**Materials provided**
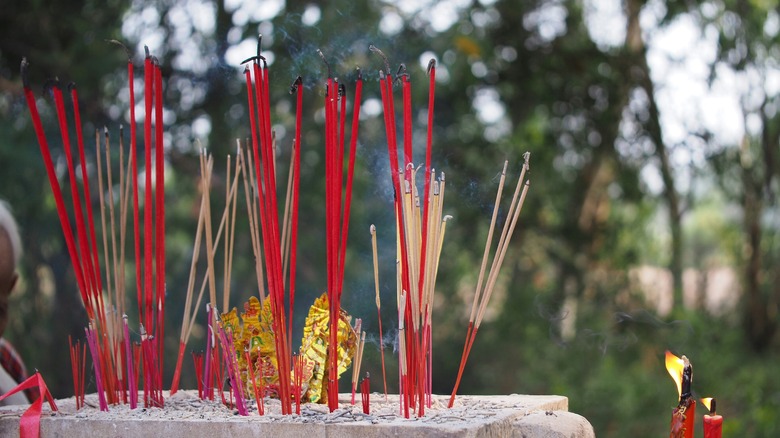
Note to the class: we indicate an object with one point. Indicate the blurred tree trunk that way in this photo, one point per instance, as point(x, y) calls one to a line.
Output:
point(636, 46)
point(760, 317)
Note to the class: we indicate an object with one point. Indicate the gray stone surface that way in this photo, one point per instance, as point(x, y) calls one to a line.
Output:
point(186, 416)
point(552, 424)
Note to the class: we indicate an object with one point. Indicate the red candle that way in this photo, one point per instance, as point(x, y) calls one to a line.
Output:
point(713, 423)
point(681, 371)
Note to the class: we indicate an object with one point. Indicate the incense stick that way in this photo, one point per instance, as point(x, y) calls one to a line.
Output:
point(374, 251)
point(506, 234)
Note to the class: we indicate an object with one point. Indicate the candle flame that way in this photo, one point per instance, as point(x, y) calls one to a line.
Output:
point(675, 365)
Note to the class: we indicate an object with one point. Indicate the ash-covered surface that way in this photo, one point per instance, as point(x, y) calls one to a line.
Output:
point(186, 406)
point(188, 416)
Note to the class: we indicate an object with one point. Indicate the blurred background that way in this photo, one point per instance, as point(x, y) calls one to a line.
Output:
point(651, 224)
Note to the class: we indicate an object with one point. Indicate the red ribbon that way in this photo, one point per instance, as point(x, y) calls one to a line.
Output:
point(29, 424)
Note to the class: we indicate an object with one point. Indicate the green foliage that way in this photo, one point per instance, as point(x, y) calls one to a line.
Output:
point(580, 110)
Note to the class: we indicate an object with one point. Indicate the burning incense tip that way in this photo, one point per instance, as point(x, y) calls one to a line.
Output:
point(322, 56)
point(23, 71)
point(376, 50)
point(120, 44)
point(296, 84)
point(431, 66)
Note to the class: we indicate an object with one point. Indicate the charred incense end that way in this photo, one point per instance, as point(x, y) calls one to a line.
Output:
point(296, 85)
point(23, 72)
point(121, 44)
point(431, 67)
point(376, 50)
point(50, 84)
point(322, 56)
point(402, 74)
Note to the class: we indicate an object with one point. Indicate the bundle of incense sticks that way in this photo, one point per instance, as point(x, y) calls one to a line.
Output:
point(107, 335)
point(484, 290)
point(420, 231)
point(337, 208)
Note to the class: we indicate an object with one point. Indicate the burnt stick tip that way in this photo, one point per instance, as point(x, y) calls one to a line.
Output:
point(51, 83)
point(376, 50)
point(322, 56)
point(402, 73)
point(251, 58)
point(23, 71)
point(122, 45)
point(296, 84)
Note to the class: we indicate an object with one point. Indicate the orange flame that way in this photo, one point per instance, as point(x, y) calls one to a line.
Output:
point(675, 365)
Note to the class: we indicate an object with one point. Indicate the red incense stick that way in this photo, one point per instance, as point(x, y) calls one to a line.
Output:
point(297, 88)
point(146, 315)
point(55, 186)
point(85, 181)
point(159, 191)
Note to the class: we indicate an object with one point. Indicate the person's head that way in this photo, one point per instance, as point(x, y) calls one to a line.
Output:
point(10, 253)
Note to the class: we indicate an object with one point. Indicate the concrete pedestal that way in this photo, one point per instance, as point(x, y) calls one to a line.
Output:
point(186, 416)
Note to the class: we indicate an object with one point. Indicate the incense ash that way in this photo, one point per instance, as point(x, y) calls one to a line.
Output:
point(250, 365)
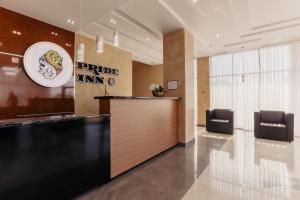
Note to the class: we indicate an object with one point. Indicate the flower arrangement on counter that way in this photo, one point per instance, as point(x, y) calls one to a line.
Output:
point(157, 90)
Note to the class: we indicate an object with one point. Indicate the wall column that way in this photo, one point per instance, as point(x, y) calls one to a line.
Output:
point(179, 65)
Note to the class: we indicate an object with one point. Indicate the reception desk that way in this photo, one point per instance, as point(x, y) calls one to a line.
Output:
point(140, 128)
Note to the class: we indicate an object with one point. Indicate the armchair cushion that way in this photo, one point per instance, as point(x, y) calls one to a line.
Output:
point(274, 125)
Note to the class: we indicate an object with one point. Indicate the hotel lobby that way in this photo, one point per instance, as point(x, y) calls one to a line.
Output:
point(150, 100)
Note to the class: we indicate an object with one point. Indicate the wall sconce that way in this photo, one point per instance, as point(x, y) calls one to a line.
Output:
point(99, 44)
point(116, 38)
point(80, 52)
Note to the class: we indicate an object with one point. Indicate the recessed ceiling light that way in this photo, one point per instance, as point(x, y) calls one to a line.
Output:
point(71, 22)
point(277, 39)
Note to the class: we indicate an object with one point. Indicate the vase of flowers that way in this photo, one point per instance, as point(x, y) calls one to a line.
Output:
point(157, 90)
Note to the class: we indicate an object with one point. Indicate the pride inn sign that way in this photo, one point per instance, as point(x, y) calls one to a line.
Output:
point(97, 71)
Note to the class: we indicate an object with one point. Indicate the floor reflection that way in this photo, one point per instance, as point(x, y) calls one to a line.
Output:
point(249, 168)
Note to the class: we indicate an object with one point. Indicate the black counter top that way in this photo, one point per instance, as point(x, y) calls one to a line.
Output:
point(46, 119)
point(130, 97)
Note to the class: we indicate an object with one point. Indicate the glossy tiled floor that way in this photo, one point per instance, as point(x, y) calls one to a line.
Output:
point(217, 167)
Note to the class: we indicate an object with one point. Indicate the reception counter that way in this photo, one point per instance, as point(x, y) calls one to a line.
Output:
point(140, 128)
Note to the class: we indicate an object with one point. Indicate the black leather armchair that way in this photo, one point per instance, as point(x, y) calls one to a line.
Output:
point(275, 125)
point(220, 121)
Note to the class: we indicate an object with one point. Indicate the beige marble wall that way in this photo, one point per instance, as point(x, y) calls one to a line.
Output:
point(112, 57)
point(178, 65)
point(203, 90)
point(143, 76)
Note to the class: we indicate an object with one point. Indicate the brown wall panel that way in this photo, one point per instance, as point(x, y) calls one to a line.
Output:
point(19, 95)
point(112, 56)
point(203, 90)
point(140, 129)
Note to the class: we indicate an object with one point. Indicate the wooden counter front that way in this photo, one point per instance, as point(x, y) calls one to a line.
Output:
point(140, 129)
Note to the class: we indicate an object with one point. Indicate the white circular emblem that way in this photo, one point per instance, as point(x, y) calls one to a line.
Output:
point(48, 64)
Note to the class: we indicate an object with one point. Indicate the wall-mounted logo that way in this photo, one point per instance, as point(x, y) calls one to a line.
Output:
point(97, 71)
point(48, 64)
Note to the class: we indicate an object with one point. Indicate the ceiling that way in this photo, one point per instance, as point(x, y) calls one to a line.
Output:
point(218, 26)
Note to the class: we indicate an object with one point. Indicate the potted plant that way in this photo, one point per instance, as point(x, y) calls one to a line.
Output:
point(157, 90)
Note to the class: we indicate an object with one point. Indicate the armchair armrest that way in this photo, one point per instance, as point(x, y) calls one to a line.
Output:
point(289, 122)
point(257, 124)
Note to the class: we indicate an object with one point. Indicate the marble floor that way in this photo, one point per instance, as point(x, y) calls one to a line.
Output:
point(217, 167)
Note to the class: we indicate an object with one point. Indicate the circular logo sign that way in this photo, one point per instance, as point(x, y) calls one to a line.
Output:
point(48, 64)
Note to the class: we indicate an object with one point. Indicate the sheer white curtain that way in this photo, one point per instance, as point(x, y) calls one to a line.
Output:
point(245, 87)
point(264, 79)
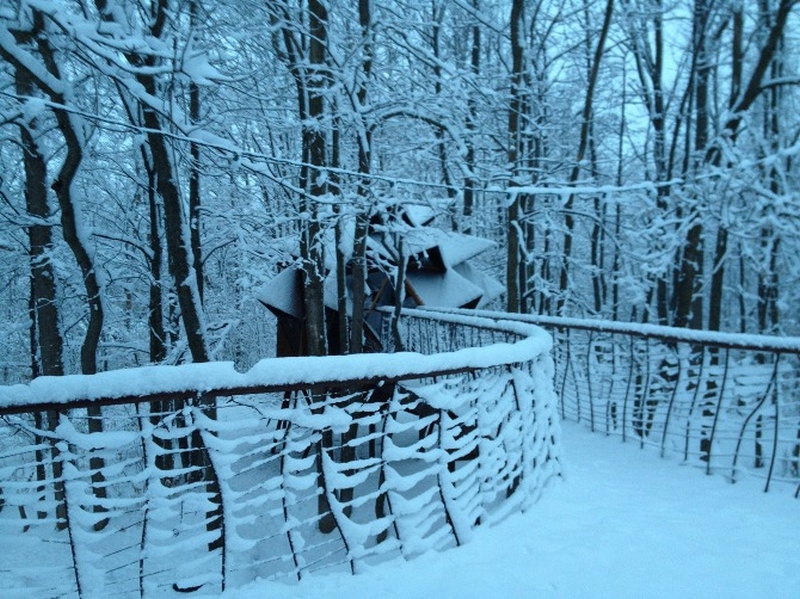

**Problem requirements**
Copy out all of the records above word for word, leaving out the pictures.

**Response**
Note to the class: we indicate an object with one point. Indicate the blurred tree trunk that way in this photo, one point per instance, as point(x, y) calls one to a line.
Output:
point(636, 46)
point(760, 317)
Note to the class: we indicate an object with one point. Indicate the gray stone surface that way in this photo, one point per instance, as point(x, y) calls one to a line.
Output:
point(186, 416)
point(552, 424)
Note to the class: we indicate an object with one point. Indicate the red candle that way in this photo, one point per instance, as point(x, y) calls one to a line.
Output:
point(713, 423)
point(681, 371)
Note to the class: we indicate an object with one point. Indicate the incense stick that way in this photo, one point per instance, as point(x, y) calls one to a line.
Output:
point(374, 251)
point(506, 234)
Note to the class: we indicate an object with one point. Indicate the candle flame that way in this photo, one point per instance, as point(x, y) calls one to a line.
Output:
point(675, 365)
Note to the class: we indicate an object with one point. Indicate the ash-covered surface that way in this photo, one point per instance, as point(x, y) calls one to a line.
Output:
point(186, 406)
point(188, 416)
Note to the class: we indicate an object with one point. Indicate the blurred background that way in this photo, one point per instance, as point(x, y) calls one to a line.
Output:
point(651, 224)
Note to the class: we indicate an object with one point. Indicate the red ribbon that way in this photo, one point per instance, as point(x, y) calls one to a line.
Output:
point(29, 424)
Note to the class: we indicate an object with one point. Indicate the green foliage that way in this photo, one point per instance, as point(x, y) calls one to a line.
Output:
point(580, 110)
Note to the class: we indicate an object with one point. Indicate the burning incense tip that way in this photo, one point per instance, as point(x, y) calls one to a line.
Output:
point(322, 56)
point(23, 71)
point(376, 50)
point(120, 44)
point(296, 84)
point(431, 66)
Note to the class: we indicate an object with one point. Indicate the charred incense end that way in this photo, one point per instance, as point(x, y) calls one to a line.
Output:
point(296, 85)
point(23, 72)
point(121, 44)
point(431, 67)
point(376, 50)
point(50, 84)
point(322, 56)
point(402, 74)
Note to the class: we indicate an object with one point. Indicate the bundle of incense sticks that way in this photo, one point per instance, as point(x, y) calls one to a line.
Output:
point(107, 335)
point(484, 290)
point(420, 231)
point(337, 208)
Note to the class: we indicate an object with one point. Indicate the burnt stick tip that way in this photo, one point per instance, as point(x, y) calls one to a line.
Output:
point(51, 83)
point(376, 50)
point(322, 56)
point(402, 73)
point(251, 58)
point(23, 71)
point(122, 45)
point(296, 84)
Note to the class: we indicate an object with one point. Indicate the orange flame that way in this photo, one point per instance, as point(x, y) calls one to a line.
Output:
point(675, 365)
Note to the class: we indicate an object with one point. Indicate the red incense stick that way in this photo, one point per instance, as point(x, y) calls one to a line.
Output:
point(297, 88)
point(146, 315)
point(55, 186)
point(85, 181)
point(159, 191)
Note to the class: we indicate an object with one point. Indicate the person's head that way in this photo, one point per instance, as point(x, y) calls one to a line.
Output:
point(10, 253)
Note to the class: we indicate an object with one point. Indicate the concrete pedestal that way in this photo, one point per instance, as point(x, y) calls one to a line.
Output:
point(186, 416)
Note to the class: we indicate an object with one point. Indicate the incense ash that way in this photo, one point per instance, as point(x, y) calls one to a line.
Output:
point(250, 365)
Note to the class: we indicate an object with one point. Indicate the flower arrangement on counter that way in this photo, one point per instance, as point(x, y) calls one to a line.
Output:
point(157, 90)
Note to the class: we indicate an object with one point. Indicate the wall column that way in this photo, one point per instance, as point(x, y) calls one to a line.
Output:
point(179, 65)
Note to the class: we indicate an object with one point. Indicate the reception desk that way in this photo, one point per instance, as point(x, y) calls one to a line.
Output:
point(140, 128)
Note to the class: we indicate an object with one point. Indicate the armchair cushion that way in this photo, one point per instance, as point(x, y) calls one to a line.
Output:
point(274, 125)
Note to the class: we indicate an object with one point. Indicate the hotel lobby that way in this photo, one point per instance, as point(x, y) calls one to a line.
Output:
point(150, 100)
Note to the class: we indicate an object with one point. Indicate the wall sconce that way in this photo, one point per instance, as point(x, y) calls one to a line.
Output:
point(99, 44)
point(116, 38)
point(80, 52)
Note to the class: we indicate an object with one point. Indicate the recessed ceiling light that way in this photo, one point per instance, as point(x, y) calls one to a line.
Output:
point(71, 22)
point(277, 39)
Note to the class: we indicate an object with one point. Indicate the vase of flowers that way in this photo, one point per instance, as point(x, y) calls one to a line.
Output:
point(157, 90)
Note to the class: we indicate an object with one point. Indicate the pride inn sign that way in this photo, one point per instance, as point(x, y) calls one to a line.
Output:
point(97, 71)
Note to the class: we indicate an object with one point. Indicate the floor reflection that way in this photo, one point per instance, as point(x, y) calls one to a line.
Output:
point(249, 168)
Note to the class: we indicate an object with one point. Indicate the black counter top that way in this photo, one point per instance, as point(x, y) calls one to a line.
Output:
point(46, 119)
point(130, 97)
Note to the class: we indicate an object with one point. Indicate the glossy tiled floor that way in this photo, one point per instance, as point(x, y) calls one to a line.
Output:
point(217, 167)
Note to the class: we indicate an object with one point. Indicate the reception counter that way in this photo, one point per instance, as point(x, y) calls one to a line.
Output:
point(140, 128)
Note to the class: we indicate an object with one point. Indicate the black leather armchair that way in this photo, one point per instance, as point(x, y) calls one to a line.
Output:
point(275, 125)
point(220, 121)
Note to the class: we indicate an object with one point. Indicate the beige marble wall that way in this photo, one point per instance, as point(x, y) calls one to a line.
Output:
point(112, 57)
point(178, 65)
point(203, 90)
point(143, 76)
Note to the class: we indicate an object with one point. Indicate the brown wall panel that way in this photo, one point per instance, as point(x, y) calls one to a line.
Output:
point(19, 95)
point(112, 56)
point(203, 90)
point(140, 129)
Note to the class: we indicate an object with one point. Indicate the wooden counter front that way in this photo, one point per instance, as point(x, y) calls one to a line.
Output:
point(140, 129)
Note to the class: we indicate an object with one point. Indicate the white circular emblem that way in this photo, one point per instance, as point(x, y) calls one to a line.
Output:
point(48, 64)
Note to the class: we indicate an object with one point. Indicate the wall-mounted logo that way in this photo, one point per instance, as point(x, y) calls one to a line.
Output:
point(97, 71)
point(48, 64)
Note to the class: we indicate an object with one point. Indicate the ceiling that way in this photo, one point per instance, as point(x, y) calls one to a line.
Output:
point(218, 26)
Note to the class: we indicate an object with one point. Indicate the potted plant that way in this photo, one point per instance, as point(x, y) calls one to a line.
Output:
point(157, 90)
Note to the class: we indicate an object with one point. Indicate the armchair armrest that way in this photo, one point per instance, as point(x, y) calls one to a line.
Output:
point(289, 122)
point(257, 124)
Note to the class: we indicate an object with one point. Indicate the marble floor that way in this photo, one point per instance, as point(x, y) calls one to a line.
Output:
point(217, 167)
Note to the class: we indicate an object with one point. Indicate the circular logo sign that way in this photo, one point per instance, as point(x, y) calls one to a line.
Output:
point(48, 64)
Note to the class: we indicate an object with one point. Indicate the sheer white curtain that way in this photo, one point per instance, as point(x, y) calls one to a line.
Output:
point(245, 87)
point(264, 79)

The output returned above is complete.